**Work instructions**
Could you copy out, word for word, only the lines of the records from the one containing "this sample: (195,217)." through the last line of the records, including both?

**Source records**
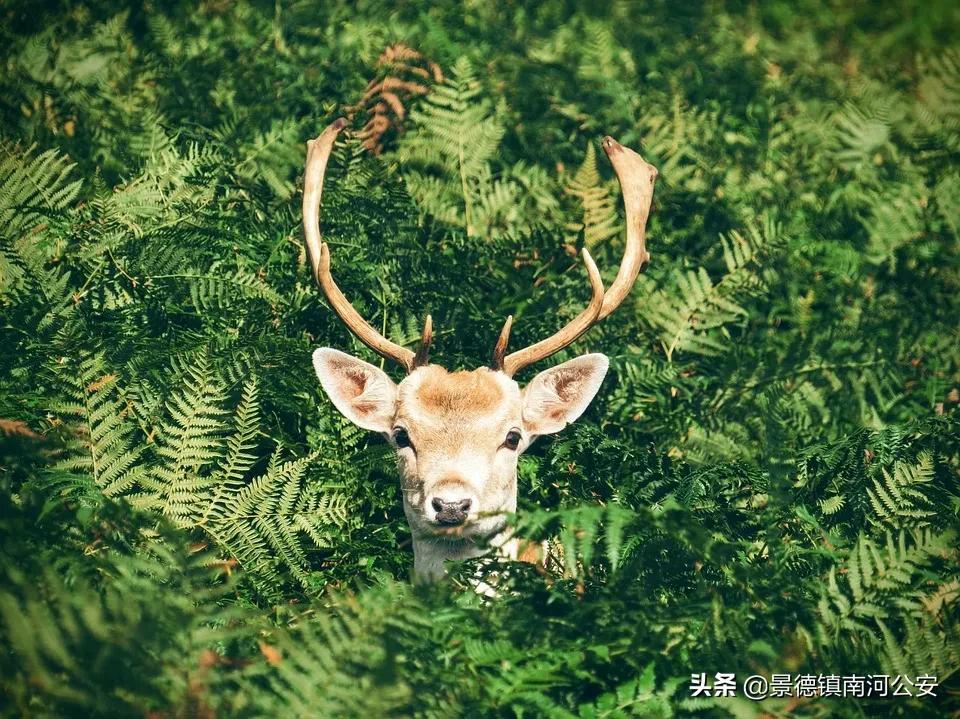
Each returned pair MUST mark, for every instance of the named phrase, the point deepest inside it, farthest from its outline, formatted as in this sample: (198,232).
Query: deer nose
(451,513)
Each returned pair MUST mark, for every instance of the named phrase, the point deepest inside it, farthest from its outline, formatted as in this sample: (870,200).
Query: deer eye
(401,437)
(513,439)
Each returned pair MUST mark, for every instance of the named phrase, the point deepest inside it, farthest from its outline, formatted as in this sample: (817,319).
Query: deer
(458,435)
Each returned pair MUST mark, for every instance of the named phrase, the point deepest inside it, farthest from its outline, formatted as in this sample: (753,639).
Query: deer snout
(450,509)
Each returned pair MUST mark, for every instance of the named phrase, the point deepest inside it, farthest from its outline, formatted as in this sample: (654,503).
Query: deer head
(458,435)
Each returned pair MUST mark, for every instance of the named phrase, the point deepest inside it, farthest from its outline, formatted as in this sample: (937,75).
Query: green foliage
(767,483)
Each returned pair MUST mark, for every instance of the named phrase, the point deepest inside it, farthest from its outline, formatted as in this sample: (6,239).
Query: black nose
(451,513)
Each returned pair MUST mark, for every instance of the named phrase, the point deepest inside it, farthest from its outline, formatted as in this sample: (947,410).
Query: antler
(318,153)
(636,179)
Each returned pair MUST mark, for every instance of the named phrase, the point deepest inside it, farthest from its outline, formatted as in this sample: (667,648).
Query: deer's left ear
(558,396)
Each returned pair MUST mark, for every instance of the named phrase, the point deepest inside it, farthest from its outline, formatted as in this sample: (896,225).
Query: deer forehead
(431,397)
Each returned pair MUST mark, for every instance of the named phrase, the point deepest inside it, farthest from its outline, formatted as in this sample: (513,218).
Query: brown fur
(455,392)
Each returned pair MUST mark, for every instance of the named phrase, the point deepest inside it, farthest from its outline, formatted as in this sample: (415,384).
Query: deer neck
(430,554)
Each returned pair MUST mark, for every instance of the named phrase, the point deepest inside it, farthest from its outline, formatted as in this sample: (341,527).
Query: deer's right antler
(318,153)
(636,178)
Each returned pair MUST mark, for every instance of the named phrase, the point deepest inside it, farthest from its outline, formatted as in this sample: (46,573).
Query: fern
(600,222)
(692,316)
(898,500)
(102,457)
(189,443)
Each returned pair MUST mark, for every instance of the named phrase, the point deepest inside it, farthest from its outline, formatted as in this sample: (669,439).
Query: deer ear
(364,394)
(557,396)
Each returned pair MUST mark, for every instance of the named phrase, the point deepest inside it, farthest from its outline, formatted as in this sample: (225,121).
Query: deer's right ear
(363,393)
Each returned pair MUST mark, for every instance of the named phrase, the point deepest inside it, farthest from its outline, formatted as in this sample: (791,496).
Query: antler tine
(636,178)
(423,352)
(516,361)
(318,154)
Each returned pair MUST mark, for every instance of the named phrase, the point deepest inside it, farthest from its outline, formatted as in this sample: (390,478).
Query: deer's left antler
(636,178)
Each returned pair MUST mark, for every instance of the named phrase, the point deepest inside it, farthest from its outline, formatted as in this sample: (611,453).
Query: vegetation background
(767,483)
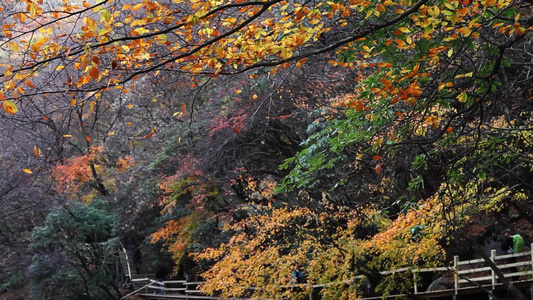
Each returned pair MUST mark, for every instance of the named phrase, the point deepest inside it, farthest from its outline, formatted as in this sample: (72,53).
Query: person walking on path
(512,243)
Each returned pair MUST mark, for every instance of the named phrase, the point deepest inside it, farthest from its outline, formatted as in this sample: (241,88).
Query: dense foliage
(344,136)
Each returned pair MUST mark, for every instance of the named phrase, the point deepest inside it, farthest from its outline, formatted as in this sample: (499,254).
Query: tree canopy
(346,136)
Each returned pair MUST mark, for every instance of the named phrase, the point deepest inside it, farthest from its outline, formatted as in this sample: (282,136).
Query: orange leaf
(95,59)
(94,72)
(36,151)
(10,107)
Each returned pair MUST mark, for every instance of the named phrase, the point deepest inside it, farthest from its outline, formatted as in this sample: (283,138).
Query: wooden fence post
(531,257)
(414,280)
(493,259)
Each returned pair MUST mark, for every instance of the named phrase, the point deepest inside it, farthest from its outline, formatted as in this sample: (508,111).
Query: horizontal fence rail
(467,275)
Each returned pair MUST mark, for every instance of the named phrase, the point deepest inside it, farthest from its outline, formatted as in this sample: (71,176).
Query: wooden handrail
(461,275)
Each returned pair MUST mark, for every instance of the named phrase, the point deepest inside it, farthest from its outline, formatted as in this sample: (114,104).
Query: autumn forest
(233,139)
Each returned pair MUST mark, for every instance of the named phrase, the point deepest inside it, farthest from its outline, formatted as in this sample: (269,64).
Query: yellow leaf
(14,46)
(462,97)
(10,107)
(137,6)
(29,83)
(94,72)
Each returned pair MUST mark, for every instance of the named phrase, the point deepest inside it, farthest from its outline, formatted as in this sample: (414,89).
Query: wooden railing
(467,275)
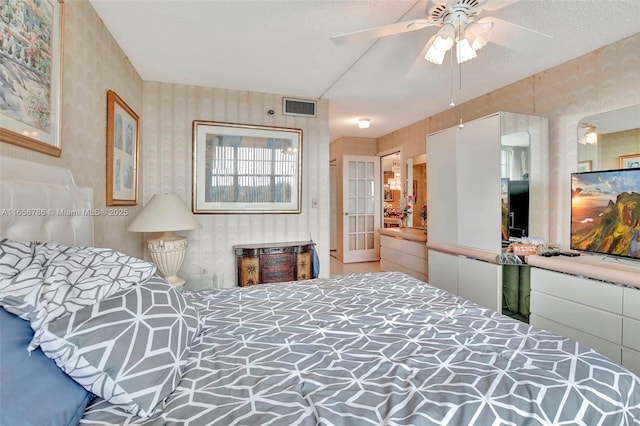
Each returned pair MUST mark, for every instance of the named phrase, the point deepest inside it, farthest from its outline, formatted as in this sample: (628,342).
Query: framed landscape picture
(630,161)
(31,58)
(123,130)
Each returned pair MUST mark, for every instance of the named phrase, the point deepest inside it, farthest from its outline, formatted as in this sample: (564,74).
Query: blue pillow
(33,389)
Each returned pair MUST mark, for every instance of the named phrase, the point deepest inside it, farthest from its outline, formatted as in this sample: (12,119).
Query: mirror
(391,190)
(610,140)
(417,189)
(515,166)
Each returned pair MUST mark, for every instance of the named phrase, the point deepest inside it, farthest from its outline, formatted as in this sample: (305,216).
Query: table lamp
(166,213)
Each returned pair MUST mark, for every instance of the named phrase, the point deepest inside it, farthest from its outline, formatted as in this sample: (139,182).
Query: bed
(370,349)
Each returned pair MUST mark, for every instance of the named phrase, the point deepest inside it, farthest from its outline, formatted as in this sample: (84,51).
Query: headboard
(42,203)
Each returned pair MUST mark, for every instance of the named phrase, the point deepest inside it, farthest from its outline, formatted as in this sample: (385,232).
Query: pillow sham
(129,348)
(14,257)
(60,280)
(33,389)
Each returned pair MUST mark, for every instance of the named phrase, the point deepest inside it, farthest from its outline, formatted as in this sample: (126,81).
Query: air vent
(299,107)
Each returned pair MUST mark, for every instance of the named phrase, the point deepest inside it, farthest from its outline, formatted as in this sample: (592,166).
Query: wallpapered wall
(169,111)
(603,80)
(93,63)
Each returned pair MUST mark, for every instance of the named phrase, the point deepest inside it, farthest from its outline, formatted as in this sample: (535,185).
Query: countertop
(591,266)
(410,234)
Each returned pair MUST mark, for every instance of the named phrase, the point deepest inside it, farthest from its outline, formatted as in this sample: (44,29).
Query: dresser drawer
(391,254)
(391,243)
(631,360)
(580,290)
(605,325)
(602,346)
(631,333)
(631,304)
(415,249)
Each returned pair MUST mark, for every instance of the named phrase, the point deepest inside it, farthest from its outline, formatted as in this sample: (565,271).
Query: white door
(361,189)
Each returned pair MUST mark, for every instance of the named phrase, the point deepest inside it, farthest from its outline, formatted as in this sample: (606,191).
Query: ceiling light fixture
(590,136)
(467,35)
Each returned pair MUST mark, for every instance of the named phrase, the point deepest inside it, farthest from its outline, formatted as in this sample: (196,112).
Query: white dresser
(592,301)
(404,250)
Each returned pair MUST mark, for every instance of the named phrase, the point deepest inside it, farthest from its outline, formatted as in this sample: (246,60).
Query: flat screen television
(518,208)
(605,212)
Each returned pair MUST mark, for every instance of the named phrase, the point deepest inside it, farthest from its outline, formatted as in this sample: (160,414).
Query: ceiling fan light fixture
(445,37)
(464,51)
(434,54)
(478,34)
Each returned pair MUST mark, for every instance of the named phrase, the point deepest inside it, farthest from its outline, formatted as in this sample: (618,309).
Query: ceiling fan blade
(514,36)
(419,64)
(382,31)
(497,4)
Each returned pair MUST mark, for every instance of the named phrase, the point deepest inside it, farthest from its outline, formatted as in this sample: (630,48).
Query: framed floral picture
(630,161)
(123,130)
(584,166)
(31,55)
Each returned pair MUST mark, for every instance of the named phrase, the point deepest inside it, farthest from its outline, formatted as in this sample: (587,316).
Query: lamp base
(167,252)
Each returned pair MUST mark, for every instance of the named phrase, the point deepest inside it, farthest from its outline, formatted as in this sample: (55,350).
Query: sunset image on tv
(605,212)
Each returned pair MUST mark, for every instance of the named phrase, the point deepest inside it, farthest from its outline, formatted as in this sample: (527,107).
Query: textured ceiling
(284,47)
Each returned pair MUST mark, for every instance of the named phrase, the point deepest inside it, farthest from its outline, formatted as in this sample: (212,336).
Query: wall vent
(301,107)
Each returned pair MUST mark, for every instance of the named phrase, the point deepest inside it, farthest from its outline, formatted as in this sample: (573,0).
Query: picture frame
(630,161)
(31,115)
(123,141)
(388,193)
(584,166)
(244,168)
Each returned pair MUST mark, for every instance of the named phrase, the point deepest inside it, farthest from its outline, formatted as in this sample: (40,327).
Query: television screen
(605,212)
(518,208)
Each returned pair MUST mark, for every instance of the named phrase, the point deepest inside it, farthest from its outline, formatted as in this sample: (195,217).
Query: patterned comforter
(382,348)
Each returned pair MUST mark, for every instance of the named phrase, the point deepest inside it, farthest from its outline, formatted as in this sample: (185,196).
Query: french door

**The output**
Each returned pair MUST mark, for every instance of the named phrase, the point deepest inside it, farthest from its outline, formatted as in this sample: (195,217).
Query: patterned comforter
(382,348)
Each returned pair MUST mark, for every instance of the named phrase, the point deepest inside it, farthest from its outline, formatted as in this sample: (185,196).
Query: french door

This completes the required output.